**RAW DATA:**
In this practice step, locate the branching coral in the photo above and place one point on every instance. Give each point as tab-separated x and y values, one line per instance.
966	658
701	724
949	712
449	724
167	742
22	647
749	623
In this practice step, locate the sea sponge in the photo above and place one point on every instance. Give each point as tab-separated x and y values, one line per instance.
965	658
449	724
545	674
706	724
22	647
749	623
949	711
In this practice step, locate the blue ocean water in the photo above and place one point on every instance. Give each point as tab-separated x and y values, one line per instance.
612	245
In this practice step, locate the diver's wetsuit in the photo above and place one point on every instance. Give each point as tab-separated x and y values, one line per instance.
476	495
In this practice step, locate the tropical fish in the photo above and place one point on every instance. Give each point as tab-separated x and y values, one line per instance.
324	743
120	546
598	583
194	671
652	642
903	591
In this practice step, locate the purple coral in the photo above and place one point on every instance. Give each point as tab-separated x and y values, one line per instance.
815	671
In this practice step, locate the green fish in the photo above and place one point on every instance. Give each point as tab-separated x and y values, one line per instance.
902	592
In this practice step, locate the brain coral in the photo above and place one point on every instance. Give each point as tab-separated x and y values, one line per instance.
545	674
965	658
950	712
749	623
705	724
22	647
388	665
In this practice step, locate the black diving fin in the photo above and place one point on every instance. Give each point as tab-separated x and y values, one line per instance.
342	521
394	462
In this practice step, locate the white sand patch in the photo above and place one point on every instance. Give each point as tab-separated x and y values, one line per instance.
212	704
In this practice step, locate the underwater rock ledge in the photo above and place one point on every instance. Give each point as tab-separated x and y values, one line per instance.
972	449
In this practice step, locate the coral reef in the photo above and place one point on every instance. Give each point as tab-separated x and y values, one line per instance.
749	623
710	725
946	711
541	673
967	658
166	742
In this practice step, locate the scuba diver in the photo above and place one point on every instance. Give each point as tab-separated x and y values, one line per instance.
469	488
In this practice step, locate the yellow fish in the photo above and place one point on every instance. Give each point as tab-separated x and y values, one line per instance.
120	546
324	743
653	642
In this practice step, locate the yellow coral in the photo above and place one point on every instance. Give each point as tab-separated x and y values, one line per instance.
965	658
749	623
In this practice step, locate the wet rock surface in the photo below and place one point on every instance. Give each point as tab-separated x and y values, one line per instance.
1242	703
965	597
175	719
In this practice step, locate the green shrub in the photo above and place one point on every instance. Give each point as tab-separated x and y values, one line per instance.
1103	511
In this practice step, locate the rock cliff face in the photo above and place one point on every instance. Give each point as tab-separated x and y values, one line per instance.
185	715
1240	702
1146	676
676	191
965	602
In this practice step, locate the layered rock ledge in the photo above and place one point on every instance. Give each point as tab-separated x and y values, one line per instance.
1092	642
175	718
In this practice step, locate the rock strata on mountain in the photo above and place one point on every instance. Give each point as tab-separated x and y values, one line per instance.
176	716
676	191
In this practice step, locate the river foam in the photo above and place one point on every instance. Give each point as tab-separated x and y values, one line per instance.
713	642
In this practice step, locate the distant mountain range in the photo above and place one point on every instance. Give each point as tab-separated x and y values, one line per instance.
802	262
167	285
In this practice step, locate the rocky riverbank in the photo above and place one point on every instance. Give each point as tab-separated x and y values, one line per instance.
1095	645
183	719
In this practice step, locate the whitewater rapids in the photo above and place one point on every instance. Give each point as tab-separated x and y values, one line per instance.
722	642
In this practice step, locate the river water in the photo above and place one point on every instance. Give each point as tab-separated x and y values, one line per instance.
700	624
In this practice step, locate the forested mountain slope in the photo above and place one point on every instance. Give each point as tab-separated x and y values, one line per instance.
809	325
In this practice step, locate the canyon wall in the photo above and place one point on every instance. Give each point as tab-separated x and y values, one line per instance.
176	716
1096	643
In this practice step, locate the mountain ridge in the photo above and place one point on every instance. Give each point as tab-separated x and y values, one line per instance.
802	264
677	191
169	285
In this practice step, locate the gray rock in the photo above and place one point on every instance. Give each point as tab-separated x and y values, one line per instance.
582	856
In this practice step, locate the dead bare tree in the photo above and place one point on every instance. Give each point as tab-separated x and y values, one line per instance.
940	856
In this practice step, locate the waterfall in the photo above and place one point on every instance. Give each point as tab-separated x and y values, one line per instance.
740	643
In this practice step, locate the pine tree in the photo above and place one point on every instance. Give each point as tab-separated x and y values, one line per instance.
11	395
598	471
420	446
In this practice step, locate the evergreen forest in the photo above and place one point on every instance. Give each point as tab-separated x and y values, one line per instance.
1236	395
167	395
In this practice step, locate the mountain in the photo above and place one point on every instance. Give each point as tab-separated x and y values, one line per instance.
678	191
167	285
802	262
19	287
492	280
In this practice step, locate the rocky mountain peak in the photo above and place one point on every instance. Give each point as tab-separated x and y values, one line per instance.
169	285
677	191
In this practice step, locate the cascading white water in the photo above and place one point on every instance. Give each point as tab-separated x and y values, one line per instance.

**YOUR INSTRUCTIONS:**
Using the data above, print every record exactly as shown.

**THE REPLY:**
In this practice step, locate the branching coral in the photo above and place one point on every instance. Give each point as tab-separated x and y values, one line per instance.
966	658
701	724
949	712
449	724
167	742
22	647
749	623
In this practice step, locate the sea sponge in the photo above and place one point on every instance. Give each point as tab-separated x and y values, one line per instance.
965	658
449	724
545	674
706	724
22	647
749	623
949	711
In this practice step, locate the blue ocean water in the photo above and place one point on every instance. Give each point as tab-separated x and y values, one line per instance.
612	245
In this practice step, locate the diver's wetsuit in the photo above and place one point on every instance. Give each point as tab-separated x and y values, one line per instance.
476	495
In this practice step, locate the tropical fish in the photo above and place one point on every instance. Give each point as tab-separated x and y values, one line per instance.
324	743
120	546
598	583
194	671
652	642
903	591
In this practice step, locate the purple coral in the photo above and place one point on every instance. Give each point as tab-separated x and y values, one line per instance.
815	671
In this practice step, locate the green fish in the photo above and place one point on every instance. Give each point as tab-separated x and y values, one line per instance.
902	592
In this practice step, locate the brain coral in the photo above and place one point on every instance. Give each point as tab-separated x and y values, one line per instance.
545	674
965	658
950	712
749	623
705	724
22	647
388	665
In this practice step, locate the black diving fin in the photo above and place one point on every instance. Give each point as tab-separated x and y values, one line per instance.
342	521
394	462
In this practice step, locate the white sand patch in the photo above and place one point on every instance. Give each point as tab-separated x and y values, one line per instance.
212	704
In this practice step, locate the underwater rock ledge in the photo above and place one point on every instance. Give each point as tab-separated x and y values, one line per instance.
972	449
In this practice step, locate the coral reef in the photo above and place one point on every instance. Give each point as tab-separated x and y values, one line per instance.
749	623
710	725
946	711
541	673
967	658
166	742
In this practice step, locate the scuba diver in the photo above and place one point on every instance. Give each point as tab-separated x and y values, one line per instance.
469	488
In this practice step, locate the yellow fish in the photo above and place one point on every instance. Give each point as tab-separated x and y values, one line per instance.
120	546
324	743
653	642
In this practice step, locate the yellow coral in the photo above and place one point on every instance. Give each point as tab-separated x and y values, one line per instance.
965	658
749	623
In this practice step, locate the wet rock surface in the photo below and place one point on every instance. Give each point as tab-separated x and y values, one line per instance.
1242	703
965	597
175	719
In this practice step, locate the green shrub in the photo above and place one point on every instance. Give each point as tab-separated x and y values, one line per instance.
1103	511
In this practice step, locate the rock cliff face in the photo above and place one point on every instance. Give each point as tab-separated x and y values, one line per instance.
185	715
1240	702
1146	676
676	191
965	602
In this practice step, locate the layered rock ledge in the photo above and place one point on every instance. Give each point as tab-separated x and y values, one line per instance.
1092	642
175	718
In this practice step, locate the rock strata on mountain in the photo above and place one point on every instance. Give each point as tab-separated x and y values, one line per instance.
176	716
676	191
In this practice step, locate the river foam in the photo above and place one point on every instance. Give each point as tab-separated x and y values, one line per instance.
713	642
In this practice step, locate the distant mountain range in the photo above and place one point on every instance. Give each point as tab-separated x and y values, one line per instance.
802	262
167	285
In this practice step, locate the rocky riverbank in the photo above and place one point on every instance. Give each point as tab-separated x and y values, one line per instance.
1095	645
183	719
In this practice step, locate the whitewater rapids in the photo above and place one point on every instance. Give each point as tab-separated x and y values, one line per instance.
722	642
In this practice step, locate the river water in the photo above and place one point on every instance. Give each point as tab-separated x and y values, one line per instance.
700	624
In this practice step, locate the forested mountain slope in the photo above and place one point on every instance. Give each point as tab-separated x and y values, one line per instance.
809	325
In this practice step, locate the canyon wall in the photo above and place one point on every instance. Give each point as tab-separated x and y values, one line per instance.
176	716
1096	643
In this practice step, locate the mountain ridge in the photo above and place one point on every instance. Give each point as tab-separated x and y values, one line per instance.
802	264
677	191
169	285
In this practice step, locate the gray rock in the photo above and place one point on every instance. Give each point as tab-separated x and y values, one line per instance.
582	856
In this practice step, locate the dead bare tree in the photo above and place one point on every instance. Give each point as tab-separated x and y values, one line per instance.
940	856
In this practice step, locate the waterfall in the photo above and place one point on every instance. Give each point as tab-separated x and y values, one line per instance.
740	643
In this practice step, locate the pine tree in the photo above and place one point on every instance. Give each point as tab-separated x and y values, one line per instance.
11	395
598	471
420	446
In this practice step, locate the evergreen forest in the photo above and place one point on every instance. Give each point as tab-separated x and y values, one line per instance.
1236	395
167	395
In this practice step, locate the mountain in the photo above and place one point on every instance. Give each point as tab-separated x and y values, one line per instance.
678	191
167	285
802	262
19	287
492	280
In this practice step, locate the rocky mountain peak in the photo above and place one point on every instance. Give each point as tab-separated x and y values, one line per instance.
169	285
677	191
In this practice step, locate the cascading white water in the photo above and place one point on every instance. Give each point as tab-separated x and y values, one line per instance.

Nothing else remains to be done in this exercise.